### [Written problem 1]
Translate this sentence from the article about the Aiaiai Capital headphones into French: "It's already been a great year for the Danish headphone designers over at Aiaiai, and it's about to get even better."
### [Written problem 2]
List every headphone model named in the article about the Aiaiai Capital headphones.
### [Written problem 3]
Write a continuation of the article about the Aiaiai Capital headphones, picking up after its final sentence.

### [Page]
Aiaiai Capital headphones propel Danish design momentum

It's already been a great year for the Danish headphone designers over at Aiaiai, and it's about to get better. The company's TMA-1 DJ headphones recently earned a spot in an SFMOMA exhibit, and its latest headphones are garnering shrieks of schoolgirl glee from audiophiles who appreciate equal parts form and function.

It's already been a great year for the Danish headphone designers over at Aiaiai, and it's about to get even better.

The company's TMA-1 DJ headphones recently earned a spot in an exhibit at SFMOMA documenting contemporary industrial designs influenced by Dieter Rams, and its latest headphones, the Capital, are already garnering shrieks of schoolgirl glee from audiophiles who appreciate equal parts form and function.

Aiaiai

Aiaiai supplied the audio technology for the Capital headphones, but once again leaned on Scandinavian design group Kibisi to design their form. The two made a great first impression last year with the release of the Tracks supra-aural headphones, and Kibisi's simple design ethos is made clear again in the Capital.

[Records from a collection]
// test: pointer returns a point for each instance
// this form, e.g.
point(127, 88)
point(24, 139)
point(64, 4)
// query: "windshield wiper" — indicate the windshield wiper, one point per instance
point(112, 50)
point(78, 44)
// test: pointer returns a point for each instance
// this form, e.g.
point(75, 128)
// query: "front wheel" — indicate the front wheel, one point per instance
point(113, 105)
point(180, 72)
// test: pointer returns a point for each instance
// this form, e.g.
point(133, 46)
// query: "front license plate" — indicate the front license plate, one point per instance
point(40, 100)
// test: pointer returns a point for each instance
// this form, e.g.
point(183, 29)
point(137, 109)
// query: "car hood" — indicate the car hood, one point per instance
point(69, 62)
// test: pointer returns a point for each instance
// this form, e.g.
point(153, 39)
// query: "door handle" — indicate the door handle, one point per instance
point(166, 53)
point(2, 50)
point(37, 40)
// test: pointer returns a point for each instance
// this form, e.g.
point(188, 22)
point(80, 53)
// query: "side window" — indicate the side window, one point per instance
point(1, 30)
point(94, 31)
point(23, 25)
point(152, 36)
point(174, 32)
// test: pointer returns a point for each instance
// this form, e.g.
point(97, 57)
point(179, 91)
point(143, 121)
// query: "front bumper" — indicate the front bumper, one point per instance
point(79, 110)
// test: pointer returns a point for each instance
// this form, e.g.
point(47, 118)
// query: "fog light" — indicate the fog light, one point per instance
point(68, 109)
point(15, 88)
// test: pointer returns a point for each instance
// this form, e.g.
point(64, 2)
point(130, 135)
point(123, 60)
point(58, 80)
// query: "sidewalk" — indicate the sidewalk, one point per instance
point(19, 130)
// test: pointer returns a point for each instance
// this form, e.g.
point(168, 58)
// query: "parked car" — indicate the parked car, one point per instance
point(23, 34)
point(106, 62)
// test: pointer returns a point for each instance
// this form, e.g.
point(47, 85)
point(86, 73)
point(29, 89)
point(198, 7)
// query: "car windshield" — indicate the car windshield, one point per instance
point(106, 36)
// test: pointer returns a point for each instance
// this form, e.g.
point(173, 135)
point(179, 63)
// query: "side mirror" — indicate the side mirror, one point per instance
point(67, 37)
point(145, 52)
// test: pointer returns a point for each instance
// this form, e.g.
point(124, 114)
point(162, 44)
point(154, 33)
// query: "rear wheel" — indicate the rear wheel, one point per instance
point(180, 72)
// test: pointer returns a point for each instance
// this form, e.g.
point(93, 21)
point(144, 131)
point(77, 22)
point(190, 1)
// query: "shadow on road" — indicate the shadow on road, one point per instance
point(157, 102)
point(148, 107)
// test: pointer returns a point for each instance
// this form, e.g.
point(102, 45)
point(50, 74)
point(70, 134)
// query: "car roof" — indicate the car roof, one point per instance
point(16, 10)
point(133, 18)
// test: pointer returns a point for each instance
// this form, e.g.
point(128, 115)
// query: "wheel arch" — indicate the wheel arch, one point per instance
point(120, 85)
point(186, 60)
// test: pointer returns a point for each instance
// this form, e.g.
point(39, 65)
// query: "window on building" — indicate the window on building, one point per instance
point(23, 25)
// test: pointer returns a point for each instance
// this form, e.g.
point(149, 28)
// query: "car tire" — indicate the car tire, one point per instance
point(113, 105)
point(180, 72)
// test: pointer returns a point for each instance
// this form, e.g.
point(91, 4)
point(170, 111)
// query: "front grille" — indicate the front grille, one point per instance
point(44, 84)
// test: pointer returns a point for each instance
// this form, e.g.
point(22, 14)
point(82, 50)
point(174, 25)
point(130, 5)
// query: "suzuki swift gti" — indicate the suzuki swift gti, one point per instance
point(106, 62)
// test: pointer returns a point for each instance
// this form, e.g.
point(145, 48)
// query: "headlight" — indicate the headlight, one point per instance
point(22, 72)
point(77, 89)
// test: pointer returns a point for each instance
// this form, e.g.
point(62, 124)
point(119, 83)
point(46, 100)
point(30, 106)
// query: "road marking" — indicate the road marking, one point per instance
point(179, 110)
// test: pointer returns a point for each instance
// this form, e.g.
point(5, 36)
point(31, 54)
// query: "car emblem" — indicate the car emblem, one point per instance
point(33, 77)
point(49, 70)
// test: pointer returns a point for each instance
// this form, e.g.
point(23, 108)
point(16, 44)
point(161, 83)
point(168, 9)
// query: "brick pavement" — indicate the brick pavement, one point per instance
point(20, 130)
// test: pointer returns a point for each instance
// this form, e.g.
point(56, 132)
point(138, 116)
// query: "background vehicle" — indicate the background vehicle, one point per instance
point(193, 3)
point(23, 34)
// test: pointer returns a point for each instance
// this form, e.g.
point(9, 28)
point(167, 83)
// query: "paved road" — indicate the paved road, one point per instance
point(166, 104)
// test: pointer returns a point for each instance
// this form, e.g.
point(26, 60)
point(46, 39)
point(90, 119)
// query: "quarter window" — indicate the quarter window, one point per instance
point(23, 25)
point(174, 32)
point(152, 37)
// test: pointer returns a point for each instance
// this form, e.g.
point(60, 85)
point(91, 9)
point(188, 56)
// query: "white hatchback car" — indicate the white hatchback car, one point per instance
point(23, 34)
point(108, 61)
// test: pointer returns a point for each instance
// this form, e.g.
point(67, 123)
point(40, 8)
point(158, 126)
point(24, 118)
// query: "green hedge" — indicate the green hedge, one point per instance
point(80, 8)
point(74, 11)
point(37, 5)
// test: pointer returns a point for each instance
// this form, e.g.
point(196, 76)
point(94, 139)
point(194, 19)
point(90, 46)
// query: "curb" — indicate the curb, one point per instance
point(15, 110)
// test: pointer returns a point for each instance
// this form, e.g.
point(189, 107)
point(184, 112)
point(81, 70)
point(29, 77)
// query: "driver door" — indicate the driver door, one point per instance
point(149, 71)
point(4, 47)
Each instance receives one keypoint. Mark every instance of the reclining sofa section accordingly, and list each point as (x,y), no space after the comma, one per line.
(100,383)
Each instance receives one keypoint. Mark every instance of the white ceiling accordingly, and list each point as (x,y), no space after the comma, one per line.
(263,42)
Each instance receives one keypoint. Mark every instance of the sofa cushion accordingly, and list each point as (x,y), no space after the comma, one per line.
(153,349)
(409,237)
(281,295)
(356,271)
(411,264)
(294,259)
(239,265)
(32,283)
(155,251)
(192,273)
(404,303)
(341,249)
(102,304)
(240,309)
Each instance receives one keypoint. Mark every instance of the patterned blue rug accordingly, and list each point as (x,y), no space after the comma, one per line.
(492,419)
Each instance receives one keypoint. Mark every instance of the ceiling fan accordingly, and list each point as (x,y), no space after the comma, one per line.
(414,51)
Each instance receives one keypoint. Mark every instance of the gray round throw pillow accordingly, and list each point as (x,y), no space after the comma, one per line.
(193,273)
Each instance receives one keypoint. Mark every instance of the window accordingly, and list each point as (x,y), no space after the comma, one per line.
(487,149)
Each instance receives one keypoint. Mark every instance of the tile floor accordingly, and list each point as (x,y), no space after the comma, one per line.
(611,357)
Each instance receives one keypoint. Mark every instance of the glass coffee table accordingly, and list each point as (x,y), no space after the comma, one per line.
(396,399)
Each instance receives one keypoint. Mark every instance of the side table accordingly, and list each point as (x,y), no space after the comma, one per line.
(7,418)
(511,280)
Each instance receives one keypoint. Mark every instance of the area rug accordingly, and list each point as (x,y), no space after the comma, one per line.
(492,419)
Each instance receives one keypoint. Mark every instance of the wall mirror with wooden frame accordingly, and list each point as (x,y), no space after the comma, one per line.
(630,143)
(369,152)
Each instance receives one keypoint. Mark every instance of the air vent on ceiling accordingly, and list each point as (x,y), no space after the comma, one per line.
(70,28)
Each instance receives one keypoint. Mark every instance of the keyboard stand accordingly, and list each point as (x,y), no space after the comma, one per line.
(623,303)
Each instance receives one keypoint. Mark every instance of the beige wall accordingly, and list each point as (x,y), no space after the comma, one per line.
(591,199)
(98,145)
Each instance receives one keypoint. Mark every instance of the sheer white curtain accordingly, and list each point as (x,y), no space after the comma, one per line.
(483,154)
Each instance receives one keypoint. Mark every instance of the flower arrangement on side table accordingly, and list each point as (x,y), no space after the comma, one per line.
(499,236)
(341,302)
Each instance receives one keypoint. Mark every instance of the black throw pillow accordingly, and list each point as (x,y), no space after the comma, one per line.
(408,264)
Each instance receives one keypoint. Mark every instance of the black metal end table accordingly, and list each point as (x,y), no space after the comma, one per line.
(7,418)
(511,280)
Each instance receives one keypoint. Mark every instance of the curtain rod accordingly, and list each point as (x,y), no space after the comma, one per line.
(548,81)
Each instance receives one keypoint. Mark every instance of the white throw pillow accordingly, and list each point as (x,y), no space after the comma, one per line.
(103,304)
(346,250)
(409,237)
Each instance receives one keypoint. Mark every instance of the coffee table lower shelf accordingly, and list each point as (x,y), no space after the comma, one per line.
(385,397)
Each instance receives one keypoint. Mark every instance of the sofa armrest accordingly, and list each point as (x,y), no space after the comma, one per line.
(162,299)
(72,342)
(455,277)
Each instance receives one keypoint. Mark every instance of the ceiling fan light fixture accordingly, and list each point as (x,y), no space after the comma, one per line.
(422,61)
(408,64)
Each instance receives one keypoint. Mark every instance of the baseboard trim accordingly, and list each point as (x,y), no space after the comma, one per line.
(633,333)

### [Final answer 1]
L'année est déjà excellente pour les designers danois de casques audio chez Aiaiai, et elle s'apprête à devenir encore meilleure.

### [Final answer 2]
TMA-1
Capital
Tracks

### [Final answer 3]
I think this is the first time I've ever seen the word "fiberglass" used to describe a headphone, but Aiaiai tells me it used fiberglass-reinforced nylon and a lightweight rubber headband to build the over-ears, with a hardened focus on durability. Along the same lines, the ratcheting ear cup adjustments look similar to snowboard boot bindings, with a folding mechanism that flattens the earpieces against each other, something like the Marshall Major headphones .

I haven't had a chance to take a listen to them yet, but their $110 price tag makes me suspect their sonic strength will fall somewhere between the Tracks over-ears and the full-size TMA-1 DJ cans . Look for an official release date coming soon, followed by a rated review on CNET.com.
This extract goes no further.